On Fri, Feb 27, 2004 at 11:02:08PM +0000, Scott James Remnant wrote:
> > Is there any reason why my comments (and the debug line I added) have been 
> > removed from the patch? 
> > 
> A ~60 line comment in the middle of a ~1,000 line function isn't really
> a great place to put that kind of thing.  What the code does is fairly
> obvious, and why it does it is documented in the ChangeLog entry for the
> patch.

Ok. But you didn't move my comments to the Changelog entry either.

> I dislike, in general, long-winded discussions of code in the middle of
> functions.  Various articles and papers are interesting to the security
> expert, but not to the maintainer of the code.

Of course, you are entitled to your own opinion. In any case, you dropped 
what I believe is a good source of information on _why_ was the change 
introduced.

> The *right* place for such discussions, and provision of relevant papers
> and articles is the bug tracking system.  The change to the code is then
> accompanied by a reference to the bug number (in debian/changelog) for
> the interested reader.

I disagree. Software developers do not necessarily need to go to the BTS, 
they use the documentation provided in the package or the source code 
itself. 

> So whilst the full history of a bug/change, who first noticed it,
> suggested it and/or found it, etc. etc. are all interesting -- the BTS
> is what keeps that information, not comments above every single block of
> code in the source.
====
**Stated problem 1:** Please list the items that the email exchange says the bug tracking system keeps.
**Stated problem 2:** In the email exchange, why were the added comments taken out of the patch?
**Stated problem 3:**
Answer these questions from the email exchange:
(a) On what date and at what time did Scott James Remnant write his message?
(b) What was added to the patch besides the comments?
(c) Where does the reference to the bug number go?

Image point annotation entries
====
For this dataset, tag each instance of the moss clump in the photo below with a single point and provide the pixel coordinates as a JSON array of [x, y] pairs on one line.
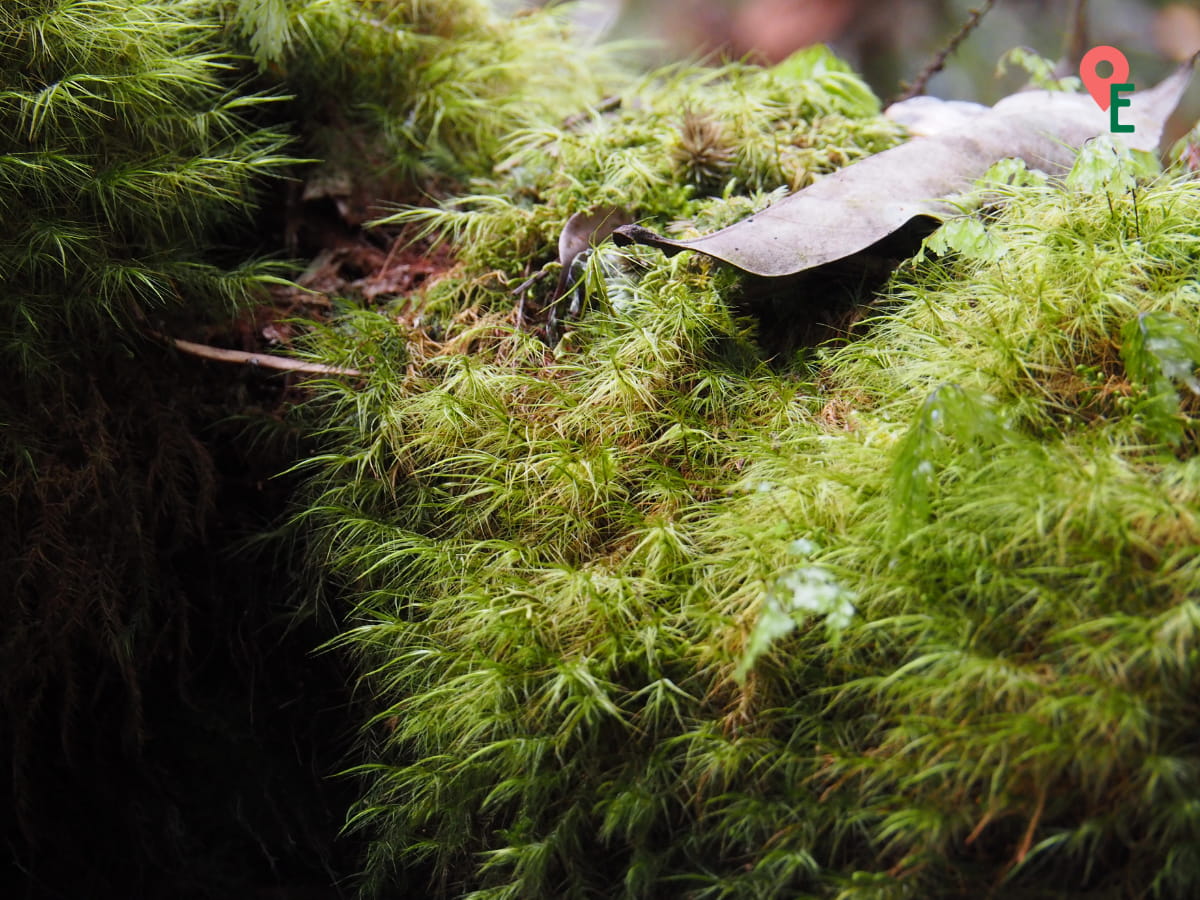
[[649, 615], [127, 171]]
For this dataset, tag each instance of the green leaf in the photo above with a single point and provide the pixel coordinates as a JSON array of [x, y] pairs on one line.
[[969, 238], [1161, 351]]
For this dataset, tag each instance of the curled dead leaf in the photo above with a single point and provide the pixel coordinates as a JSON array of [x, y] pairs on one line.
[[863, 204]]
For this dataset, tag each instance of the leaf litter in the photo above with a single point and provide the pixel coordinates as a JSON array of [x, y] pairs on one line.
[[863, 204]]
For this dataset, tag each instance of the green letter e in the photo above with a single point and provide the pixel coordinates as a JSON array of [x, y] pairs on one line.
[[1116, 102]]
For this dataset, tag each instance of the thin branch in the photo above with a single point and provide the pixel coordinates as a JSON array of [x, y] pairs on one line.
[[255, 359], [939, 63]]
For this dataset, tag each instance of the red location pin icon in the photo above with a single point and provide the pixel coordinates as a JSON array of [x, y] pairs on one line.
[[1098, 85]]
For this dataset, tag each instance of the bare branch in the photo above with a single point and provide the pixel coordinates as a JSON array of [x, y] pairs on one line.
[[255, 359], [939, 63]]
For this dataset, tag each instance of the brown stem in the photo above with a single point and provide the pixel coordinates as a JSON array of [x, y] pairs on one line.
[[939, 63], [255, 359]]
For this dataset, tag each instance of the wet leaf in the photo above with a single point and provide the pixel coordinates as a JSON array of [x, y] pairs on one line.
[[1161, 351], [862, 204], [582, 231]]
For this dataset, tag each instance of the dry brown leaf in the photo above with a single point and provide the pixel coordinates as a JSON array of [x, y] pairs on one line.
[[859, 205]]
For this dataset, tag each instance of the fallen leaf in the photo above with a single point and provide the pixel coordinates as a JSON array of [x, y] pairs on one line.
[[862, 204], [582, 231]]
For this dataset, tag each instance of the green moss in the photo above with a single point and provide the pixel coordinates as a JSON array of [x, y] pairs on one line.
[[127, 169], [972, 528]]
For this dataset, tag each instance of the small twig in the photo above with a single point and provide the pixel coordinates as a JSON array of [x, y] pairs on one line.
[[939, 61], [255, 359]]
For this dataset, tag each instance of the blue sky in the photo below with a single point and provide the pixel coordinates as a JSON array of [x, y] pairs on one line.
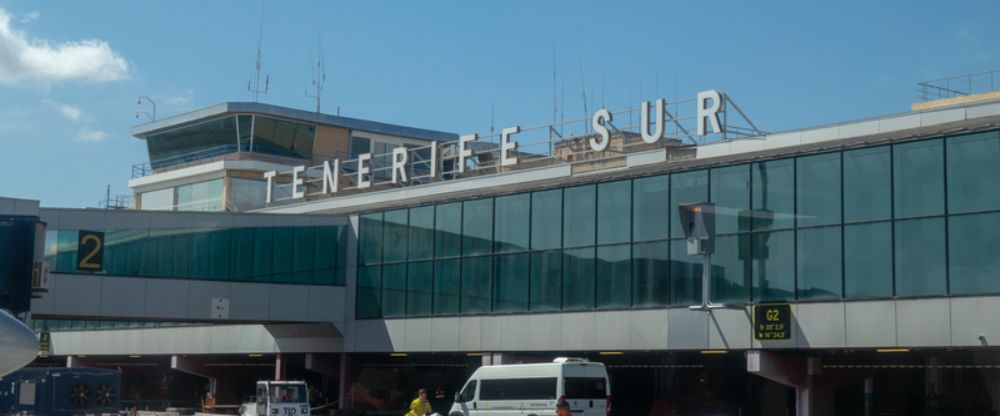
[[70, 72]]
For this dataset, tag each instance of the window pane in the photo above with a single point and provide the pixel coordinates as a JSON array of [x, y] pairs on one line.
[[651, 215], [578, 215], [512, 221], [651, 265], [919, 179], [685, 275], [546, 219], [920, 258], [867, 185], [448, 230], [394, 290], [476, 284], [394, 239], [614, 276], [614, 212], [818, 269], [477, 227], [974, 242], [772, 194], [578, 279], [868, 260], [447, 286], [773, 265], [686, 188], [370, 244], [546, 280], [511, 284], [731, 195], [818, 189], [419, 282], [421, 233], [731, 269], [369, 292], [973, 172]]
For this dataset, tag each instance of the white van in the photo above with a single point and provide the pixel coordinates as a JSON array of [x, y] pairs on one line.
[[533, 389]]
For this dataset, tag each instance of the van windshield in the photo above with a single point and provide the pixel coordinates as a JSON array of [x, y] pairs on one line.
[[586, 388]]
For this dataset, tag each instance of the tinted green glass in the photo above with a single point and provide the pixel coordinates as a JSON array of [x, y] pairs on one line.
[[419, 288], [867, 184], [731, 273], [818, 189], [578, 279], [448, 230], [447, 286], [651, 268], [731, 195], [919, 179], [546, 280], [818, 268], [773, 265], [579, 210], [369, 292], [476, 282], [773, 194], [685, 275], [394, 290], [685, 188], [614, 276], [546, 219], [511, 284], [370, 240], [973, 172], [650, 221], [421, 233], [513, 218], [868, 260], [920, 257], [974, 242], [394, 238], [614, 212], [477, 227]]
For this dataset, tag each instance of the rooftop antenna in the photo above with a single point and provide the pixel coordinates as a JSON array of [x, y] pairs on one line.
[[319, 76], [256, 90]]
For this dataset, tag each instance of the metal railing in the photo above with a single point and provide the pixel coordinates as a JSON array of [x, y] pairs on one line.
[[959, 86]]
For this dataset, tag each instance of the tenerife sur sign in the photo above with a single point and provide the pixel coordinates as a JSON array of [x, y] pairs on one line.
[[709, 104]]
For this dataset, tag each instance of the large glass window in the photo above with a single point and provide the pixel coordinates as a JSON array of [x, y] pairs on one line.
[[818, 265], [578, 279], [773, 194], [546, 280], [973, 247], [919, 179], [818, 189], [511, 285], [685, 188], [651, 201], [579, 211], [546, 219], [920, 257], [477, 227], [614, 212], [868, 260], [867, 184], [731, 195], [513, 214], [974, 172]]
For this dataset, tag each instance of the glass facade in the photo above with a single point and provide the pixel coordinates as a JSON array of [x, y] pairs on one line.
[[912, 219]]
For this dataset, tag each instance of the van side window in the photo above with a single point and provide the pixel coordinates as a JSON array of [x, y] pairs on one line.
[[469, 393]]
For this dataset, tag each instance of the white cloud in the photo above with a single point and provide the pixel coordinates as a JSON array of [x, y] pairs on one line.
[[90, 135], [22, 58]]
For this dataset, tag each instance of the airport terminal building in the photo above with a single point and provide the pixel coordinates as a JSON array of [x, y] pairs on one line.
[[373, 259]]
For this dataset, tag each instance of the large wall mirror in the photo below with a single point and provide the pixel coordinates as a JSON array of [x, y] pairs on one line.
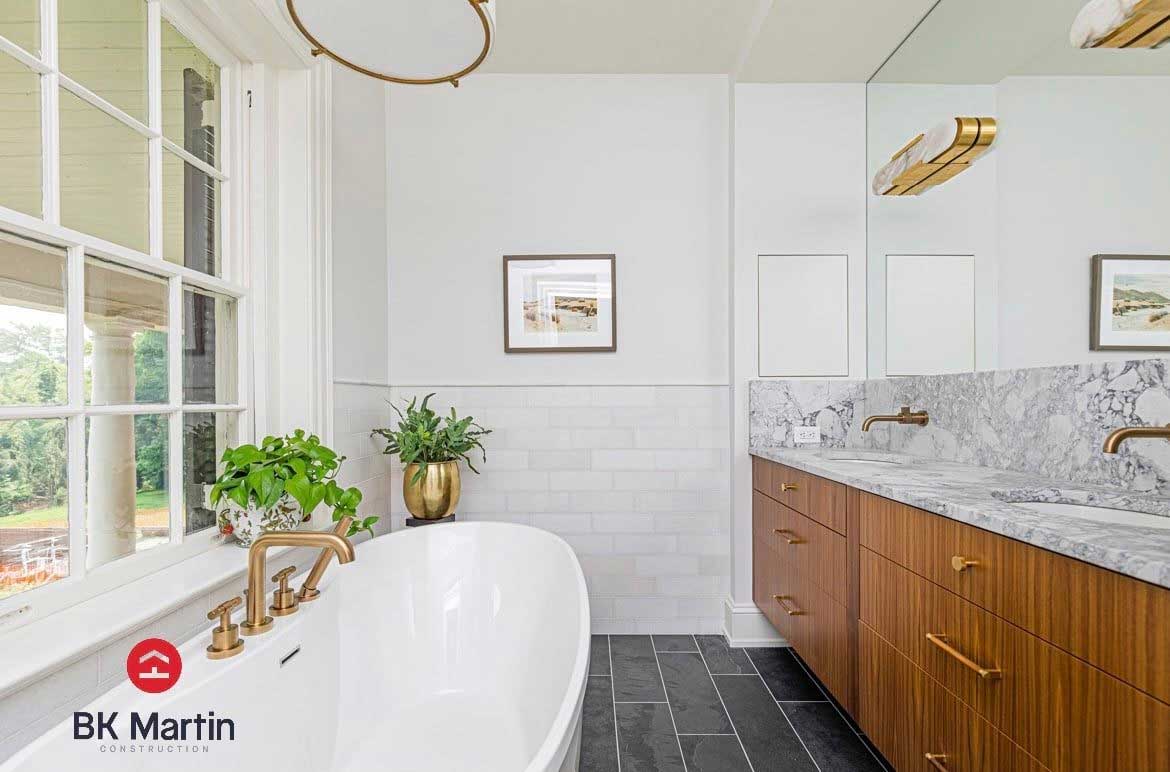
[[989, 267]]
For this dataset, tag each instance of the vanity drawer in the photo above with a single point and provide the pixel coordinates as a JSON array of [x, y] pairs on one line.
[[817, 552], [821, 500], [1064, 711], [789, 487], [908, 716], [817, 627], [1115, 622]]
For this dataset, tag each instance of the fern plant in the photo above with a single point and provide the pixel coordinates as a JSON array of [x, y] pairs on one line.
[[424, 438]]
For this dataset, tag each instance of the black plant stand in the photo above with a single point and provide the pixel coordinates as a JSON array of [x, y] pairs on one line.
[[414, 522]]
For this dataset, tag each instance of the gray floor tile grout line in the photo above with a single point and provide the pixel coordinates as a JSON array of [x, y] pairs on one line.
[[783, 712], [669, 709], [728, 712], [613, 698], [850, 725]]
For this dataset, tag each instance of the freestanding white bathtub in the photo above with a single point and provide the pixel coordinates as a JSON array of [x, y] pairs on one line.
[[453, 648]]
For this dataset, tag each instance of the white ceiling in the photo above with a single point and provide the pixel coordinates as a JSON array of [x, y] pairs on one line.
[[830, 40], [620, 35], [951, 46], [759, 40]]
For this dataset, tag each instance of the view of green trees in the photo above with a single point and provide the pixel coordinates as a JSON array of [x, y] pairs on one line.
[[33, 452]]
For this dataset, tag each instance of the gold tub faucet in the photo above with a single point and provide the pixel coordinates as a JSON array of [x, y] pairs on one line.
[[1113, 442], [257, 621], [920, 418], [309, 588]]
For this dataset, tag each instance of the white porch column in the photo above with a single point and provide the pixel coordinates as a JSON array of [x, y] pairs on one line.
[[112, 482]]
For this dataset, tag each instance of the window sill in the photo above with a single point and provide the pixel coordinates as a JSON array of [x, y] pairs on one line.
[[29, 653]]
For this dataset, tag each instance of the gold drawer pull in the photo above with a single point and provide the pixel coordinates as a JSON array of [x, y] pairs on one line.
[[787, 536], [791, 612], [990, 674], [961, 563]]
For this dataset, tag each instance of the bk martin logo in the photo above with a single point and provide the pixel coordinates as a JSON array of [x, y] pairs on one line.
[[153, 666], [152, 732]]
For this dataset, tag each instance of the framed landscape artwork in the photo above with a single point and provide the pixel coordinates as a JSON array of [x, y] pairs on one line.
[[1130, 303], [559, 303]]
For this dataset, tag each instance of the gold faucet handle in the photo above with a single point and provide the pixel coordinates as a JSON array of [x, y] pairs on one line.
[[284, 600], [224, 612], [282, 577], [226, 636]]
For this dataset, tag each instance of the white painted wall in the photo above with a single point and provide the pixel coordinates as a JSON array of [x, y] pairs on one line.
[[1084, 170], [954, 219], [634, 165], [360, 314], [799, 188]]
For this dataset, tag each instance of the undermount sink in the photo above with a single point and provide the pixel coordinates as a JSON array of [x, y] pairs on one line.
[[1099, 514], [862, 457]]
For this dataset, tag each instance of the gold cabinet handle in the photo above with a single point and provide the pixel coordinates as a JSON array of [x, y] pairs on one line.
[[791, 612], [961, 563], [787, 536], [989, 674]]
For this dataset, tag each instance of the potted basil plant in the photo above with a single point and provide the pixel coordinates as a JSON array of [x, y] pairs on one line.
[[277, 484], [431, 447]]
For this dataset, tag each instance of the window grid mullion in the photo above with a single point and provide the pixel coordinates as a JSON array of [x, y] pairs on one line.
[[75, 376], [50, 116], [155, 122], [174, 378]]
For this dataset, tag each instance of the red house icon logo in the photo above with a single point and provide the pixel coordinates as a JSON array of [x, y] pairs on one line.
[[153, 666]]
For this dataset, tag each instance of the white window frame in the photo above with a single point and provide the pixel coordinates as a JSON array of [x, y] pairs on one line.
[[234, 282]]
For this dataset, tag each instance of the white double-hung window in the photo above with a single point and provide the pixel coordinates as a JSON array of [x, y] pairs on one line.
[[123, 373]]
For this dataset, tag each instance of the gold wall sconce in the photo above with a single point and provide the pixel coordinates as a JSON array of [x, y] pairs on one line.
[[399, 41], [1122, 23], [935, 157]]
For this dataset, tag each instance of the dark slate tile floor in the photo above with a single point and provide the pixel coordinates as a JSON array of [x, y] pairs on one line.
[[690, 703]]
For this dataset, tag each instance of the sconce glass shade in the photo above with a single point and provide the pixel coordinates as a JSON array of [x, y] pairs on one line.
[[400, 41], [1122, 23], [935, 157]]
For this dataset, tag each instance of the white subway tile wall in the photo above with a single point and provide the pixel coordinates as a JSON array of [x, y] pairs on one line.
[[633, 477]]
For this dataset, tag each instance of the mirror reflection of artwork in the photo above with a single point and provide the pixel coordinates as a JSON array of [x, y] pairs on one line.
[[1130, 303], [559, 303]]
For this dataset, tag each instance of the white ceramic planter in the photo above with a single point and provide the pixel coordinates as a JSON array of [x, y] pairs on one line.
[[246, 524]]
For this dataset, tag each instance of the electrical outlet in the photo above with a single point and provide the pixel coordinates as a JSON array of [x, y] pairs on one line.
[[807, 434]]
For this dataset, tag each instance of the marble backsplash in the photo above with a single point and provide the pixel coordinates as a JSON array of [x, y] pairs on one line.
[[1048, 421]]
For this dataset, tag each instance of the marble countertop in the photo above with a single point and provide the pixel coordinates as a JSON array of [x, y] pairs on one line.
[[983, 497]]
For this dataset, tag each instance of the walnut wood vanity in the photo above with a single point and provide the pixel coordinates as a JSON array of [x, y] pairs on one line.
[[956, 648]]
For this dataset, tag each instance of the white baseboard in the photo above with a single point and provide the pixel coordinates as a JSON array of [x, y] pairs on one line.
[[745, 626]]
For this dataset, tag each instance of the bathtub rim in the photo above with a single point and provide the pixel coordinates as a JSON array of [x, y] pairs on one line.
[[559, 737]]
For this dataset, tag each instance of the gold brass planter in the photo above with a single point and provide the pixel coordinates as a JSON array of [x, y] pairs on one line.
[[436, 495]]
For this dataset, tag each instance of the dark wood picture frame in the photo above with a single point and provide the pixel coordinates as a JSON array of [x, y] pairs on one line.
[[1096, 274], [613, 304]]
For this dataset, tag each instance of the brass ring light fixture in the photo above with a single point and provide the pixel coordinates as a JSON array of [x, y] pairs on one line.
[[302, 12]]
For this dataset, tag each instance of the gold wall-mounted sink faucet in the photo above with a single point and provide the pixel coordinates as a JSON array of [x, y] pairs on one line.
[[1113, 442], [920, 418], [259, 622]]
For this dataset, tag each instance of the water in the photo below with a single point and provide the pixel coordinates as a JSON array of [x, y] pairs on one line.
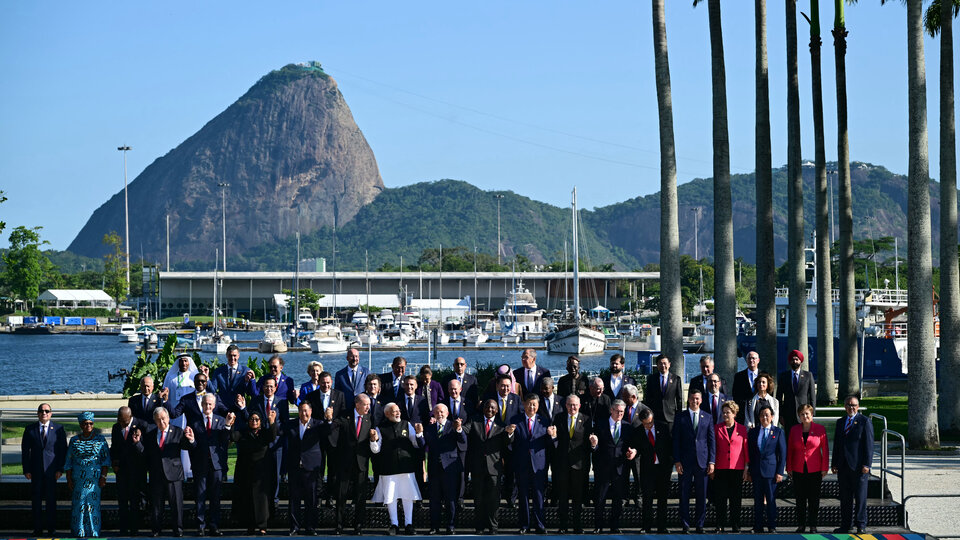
====
**Right answer 1:**
- The full history of a bug or change
- Who first noticed it
- Who suggested it
- Who found it

**Right answer 2:** A comment of about 60 lines in the middle of a function of about 1,000 lines was seen as a poor place for that material. What the code does is fairly obvious, and why it does it is documented in the ChangeLog entry for the patch.

**Right answer 3:**
(a) Fri, Feb 27, 2004, at 11:02:08 PM +0000
(b) A debug line
(c) In debian/changelog